#### O que fazer
Extraia dos registros, sem nenhuma alteração, as linhas que vão da que contém "Every instance of the shiny" até o fim dos registros, incluindo a primeira e a última.

### Registros fornecidos ###

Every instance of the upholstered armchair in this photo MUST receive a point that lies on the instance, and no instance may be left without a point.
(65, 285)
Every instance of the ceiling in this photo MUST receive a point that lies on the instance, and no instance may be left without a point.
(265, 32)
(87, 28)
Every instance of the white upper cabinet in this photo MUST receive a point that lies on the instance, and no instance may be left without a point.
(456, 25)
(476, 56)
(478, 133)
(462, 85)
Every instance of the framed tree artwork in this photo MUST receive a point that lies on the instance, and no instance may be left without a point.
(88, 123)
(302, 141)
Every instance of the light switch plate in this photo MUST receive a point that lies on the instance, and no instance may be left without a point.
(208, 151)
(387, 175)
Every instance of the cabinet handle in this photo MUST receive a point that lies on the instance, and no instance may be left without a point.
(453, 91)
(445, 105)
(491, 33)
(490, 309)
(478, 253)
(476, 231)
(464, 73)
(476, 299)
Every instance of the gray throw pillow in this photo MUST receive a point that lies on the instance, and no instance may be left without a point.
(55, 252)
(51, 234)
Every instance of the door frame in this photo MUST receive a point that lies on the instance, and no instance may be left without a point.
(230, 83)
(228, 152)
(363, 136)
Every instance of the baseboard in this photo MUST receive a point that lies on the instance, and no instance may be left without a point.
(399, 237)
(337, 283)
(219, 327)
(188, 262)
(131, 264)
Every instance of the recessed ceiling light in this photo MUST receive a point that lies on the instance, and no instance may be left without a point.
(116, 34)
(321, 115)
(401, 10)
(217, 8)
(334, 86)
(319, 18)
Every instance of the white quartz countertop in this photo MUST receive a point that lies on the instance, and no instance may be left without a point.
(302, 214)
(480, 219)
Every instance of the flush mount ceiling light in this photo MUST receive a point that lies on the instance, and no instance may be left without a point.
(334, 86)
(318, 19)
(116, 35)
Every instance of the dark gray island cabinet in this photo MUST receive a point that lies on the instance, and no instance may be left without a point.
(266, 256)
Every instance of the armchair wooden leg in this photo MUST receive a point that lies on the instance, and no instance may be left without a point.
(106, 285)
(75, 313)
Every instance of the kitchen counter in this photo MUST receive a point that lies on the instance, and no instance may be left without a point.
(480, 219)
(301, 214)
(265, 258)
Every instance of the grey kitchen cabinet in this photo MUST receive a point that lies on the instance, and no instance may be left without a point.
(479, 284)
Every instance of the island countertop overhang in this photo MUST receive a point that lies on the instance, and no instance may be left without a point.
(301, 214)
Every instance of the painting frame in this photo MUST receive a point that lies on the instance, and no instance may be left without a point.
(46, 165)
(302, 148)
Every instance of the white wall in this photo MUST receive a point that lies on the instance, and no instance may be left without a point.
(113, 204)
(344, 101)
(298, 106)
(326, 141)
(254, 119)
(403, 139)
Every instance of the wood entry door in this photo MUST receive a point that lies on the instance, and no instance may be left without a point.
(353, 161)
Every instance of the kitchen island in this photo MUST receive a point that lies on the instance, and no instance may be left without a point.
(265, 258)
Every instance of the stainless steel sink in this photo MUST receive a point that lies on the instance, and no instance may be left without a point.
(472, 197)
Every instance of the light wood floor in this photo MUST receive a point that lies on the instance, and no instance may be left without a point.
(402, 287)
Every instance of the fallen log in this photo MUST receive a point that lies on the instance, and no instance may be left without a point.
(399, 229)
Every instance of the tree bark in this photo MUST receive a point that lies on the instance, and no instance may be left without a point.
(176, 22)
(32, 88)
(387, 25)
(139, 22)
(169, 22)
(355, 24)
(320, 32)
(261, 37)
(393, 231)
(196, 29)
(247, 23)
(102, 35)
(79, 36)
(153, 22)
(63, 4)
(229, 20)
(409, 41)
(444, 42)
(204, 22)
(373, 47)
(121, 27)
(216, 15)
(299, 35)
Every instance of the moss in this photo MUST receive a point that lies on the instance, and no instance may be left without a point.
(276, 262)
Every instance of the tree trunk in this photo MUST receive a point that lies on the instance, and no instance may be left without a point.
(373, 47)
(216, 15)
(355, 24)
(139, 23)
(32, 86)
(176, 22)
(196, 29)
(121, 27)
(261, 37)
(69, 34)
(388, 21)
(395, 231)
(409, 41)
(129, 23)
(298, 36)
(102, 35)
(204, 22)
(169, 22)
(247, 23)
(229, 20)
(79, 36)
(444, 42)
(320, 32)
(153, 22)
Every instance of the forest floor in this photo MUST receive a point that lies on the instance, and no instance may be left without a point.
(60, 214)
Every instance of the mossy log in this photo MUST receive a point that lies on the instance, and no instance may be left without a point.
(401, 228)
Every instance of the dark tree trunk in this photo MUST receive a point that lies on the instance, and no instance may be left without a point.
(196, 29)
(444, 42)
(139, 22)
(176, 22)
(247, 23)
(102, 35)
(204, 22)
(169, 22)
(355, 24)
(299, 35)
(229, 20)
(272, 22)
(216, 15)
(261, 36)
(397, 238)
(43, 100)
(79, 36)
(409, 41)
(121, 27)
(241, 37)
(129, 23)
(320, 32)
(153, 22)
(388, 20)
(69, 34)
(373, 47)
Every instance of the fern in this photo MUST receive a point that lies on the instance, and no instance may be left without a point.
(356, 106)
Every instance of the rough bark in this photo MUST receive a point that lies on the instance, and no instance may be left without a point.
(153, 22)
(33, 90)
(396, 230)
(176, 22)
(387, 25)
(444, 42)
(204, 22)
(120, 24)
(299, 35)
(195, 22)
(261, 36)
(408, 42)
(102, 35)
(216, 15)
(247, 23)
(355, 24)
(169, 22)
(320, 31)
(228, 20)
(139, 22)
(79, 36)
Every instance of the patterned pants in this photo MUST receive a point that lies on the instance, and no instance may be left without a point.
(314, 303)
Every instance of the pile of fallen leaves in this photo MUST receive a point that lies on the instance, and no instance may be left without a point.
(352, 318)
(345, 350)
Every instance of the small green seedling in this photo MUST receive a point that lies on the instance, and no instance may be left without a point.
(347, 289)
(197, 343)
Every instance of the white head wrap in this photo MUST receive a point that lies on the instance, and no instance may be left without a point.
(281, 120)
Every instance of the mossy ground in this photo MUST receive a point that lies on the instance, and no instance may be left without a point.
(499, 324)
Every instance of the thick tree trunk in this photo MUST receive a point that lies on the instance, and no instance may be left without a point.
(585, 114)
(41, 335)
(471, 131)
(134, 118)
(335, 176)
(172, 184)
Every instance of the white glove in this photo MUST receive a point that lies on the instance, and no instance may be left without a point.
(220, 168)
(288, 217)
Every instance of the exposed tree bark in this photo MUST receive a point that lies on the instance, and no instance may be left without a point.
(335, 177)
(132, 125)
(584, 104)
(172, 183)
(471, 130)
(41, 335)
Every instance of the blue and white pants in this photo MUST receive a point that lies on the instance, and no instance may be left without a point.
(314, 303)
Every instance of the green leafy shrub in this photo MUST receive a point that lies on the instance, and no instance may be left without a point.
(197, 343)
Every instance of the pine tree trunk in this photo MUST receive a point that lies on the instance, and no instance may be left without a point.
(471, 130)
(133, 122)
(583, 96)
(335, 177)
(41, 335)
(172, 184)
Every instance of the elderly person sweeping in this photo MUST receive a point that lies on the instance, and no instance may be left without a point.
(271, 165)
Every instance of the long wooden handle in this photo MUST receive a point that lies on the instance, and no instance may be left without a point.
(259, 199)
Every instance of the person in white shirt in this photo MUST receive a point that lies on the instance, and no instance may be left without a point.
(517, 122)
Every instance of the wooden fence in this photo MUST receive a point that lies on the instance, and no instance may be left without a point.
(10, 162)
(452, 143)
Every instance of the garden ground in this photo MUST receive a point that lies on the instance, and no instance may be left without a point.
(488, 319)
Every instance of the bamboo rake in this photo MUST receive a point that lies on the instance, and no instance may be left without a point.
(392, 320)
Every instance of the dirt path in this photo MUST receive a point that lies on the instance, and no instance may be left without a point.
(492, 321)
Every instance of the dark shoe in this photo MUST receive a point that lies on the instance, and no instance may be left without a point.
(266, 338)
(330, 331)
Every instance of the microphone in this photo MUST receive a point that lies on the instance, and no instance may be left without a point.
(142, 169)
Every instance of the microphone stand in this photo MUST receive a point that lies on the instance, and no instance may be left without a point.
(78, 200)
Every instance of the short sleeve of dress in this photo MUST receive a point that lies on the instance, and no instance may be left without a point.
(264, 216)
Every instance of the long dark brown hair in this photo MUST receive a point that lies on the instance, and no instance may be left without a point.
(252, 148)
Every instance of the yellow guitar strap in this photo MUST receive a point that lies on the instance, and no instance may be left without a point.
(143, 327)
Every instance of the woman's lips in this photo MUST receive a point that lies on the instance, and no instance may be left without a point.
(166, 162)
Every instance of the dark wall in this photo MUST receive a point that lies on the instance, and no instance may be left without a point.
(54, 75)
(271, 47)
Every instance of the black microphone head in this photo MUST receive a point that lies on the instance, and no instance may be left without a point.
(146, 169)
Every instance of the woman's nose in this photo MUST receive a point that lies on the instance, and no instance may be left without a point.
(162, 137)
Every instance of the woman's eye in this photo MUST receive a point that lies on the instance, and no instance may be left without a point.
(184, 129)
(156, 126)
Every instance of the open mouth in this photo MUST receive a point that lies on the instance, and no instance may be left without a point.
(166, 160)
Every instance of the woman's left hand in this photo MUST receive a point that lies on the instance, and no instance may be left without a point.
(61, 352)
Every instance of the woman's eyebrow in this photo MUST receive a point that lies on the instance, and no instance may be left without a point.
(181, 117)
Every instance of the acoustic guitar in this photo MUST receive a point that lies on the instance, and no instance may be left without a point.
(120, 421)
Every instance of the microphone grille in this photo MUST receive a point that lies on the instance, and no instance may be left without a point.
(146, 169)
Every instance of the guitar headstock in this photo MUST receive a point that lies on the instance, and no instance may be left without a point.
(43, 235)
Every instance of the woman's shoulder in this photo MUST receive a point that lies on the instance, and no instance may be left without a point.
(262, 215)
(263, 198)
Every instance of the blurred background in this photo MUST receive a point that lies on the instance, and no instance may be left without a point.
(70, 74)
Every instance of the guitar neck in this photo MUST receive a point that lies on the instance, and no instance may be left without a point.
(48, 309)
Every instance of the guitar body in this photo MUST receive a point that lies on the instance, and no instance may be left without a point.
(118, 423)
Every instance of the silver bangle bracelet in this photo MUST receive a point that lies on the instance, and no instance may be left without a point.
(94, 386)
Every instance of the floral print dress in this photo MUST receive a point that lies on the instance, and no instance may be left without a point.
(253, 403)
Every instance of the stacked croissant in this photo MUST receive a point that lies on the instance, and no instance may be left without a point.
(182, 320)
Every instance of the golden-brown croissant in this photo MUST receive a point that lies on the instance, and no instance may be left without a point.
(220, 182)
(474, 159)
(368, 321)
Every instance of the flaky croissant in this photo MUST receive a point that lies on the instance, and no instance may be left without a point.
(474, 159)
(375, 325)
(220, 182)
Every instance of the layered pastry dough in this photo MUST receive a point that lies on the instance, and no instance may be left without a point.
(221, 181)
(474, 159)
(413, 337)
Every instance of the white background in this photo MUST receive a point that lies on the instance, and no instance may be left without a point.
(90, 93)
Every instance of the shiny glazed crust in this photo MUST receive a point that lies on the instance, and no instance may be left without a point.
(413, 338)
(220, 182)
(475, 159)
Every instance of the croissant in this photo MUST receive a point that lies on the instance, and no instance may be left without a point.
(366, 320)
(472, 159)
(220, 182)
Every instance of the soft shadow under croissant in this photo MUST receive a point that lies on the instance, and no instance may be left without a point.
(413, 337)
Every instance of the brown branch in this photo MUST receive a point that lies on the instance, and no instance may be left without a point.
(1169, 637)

###

#### Resposta
Every instance of the shiny glazed crust in this photo MUST receive a point that lies on the instance, and no instance may be left without a point.
(413, 338)
(220, 182)
(475, 159)
Every instance of the croissant in this photo MUST receive a point that lies on the instance, and no instance may be left without a point.
(366, 320)
(472, 159)
(220, 182)
Every instance of the soft shadow under croissant in this photo MUST receive a point that lies on the instance, and no instance may be left without a point.
(413, 337)
Every instance of the brown branch in this photo MUST receive a point that lies on the instance, and no instance may be left without a point.
(1169, 637)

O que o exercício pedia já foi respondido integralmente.